河野太郎ワクチン担当相は17日告示29日投開票の自民党総裁選挙に出馬する考えを9月10日、正式に表明した。

 河野氏は総裁選に向けて「日本を前に進める」「自民党を変え政治を変える」などをキャッチコピーに掲げて戦うという。

 元外相で岸田派の岸田文雄会長、高市早苗前総務相に続いて総裁選に出馬表明した3人目の候補だ。

 昨年9月の総裁選では、安倍晋三前首相が率いる清和会(細田派)、麻生太郎副総理兼財務相の麻生派、二階俊博幹事長の二階派などが菅義偉首相を派閥で支援表明し、圧勝した。今回も候補者が派閥支援が得られるかが、大きなカギだった。

 しかし、今回、河野氏が所属する麻生派の領袖の麻生氏は河野氏の出馬について「(河野氏には)やるなら、しっかりとやれ、勝たない選挙ならやめた方がいいと言ってきた」と会見で素っ気なく述べた。麻生派の国会議員はこう語る。

「麻生氏の記者会見の言葉通り。しっかりやれとしか言わない。麻生氏自身は4回、総裁選に出てやっと勝った。その辛さを河野氏によく話していた。また、河野氏が出馬すると世代交代という感が強くなる。派閥や自民党内には当選回数を重ねつつも、閣僚になっていない議員もいる。そのあたりに配慮している。今回、麻生派は派閥として河野氏を支援しないでしょう。半分近くは岸田氏に票が流れると思います」

- **データ一覧**:
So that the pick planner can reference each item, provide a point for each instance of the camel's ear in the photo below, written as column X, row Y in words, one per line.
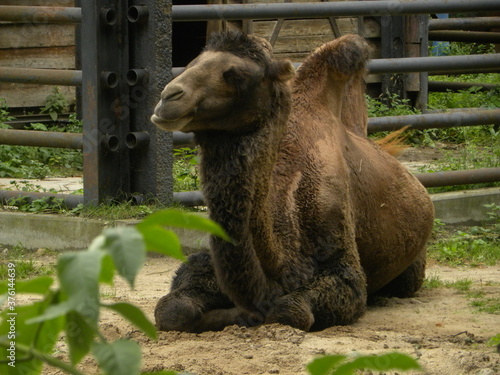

- **課題一覧**:
a – ページ抜粋のうち「昨年9月の総裁選では」で始まる段落を、主要な事実を残して箇条書きで簡潔にまとめてください。
b – ページ抜粋によると、河野氏は総裁選に出馬表明した何人目の候補ですか。

- **解答一覧**:
a –
- 昨年9月の総裁選では、次の各派が派閥として菅義偉首相の支援を表明した。
  - 清和会(細田派、安倍晋三前首相が率いる)
  - 麻生派(麻生太郎副総理兼財務相)
  - 二階派(二階俊博幹事長)
- 菅氏はこの総裁選で圧勝した。
- 今回も、候補者が派閥の支援を得られるかが大きなカギだった。

b – 岸田文雄氏と高市早苗氏に続く、3人目の候補です。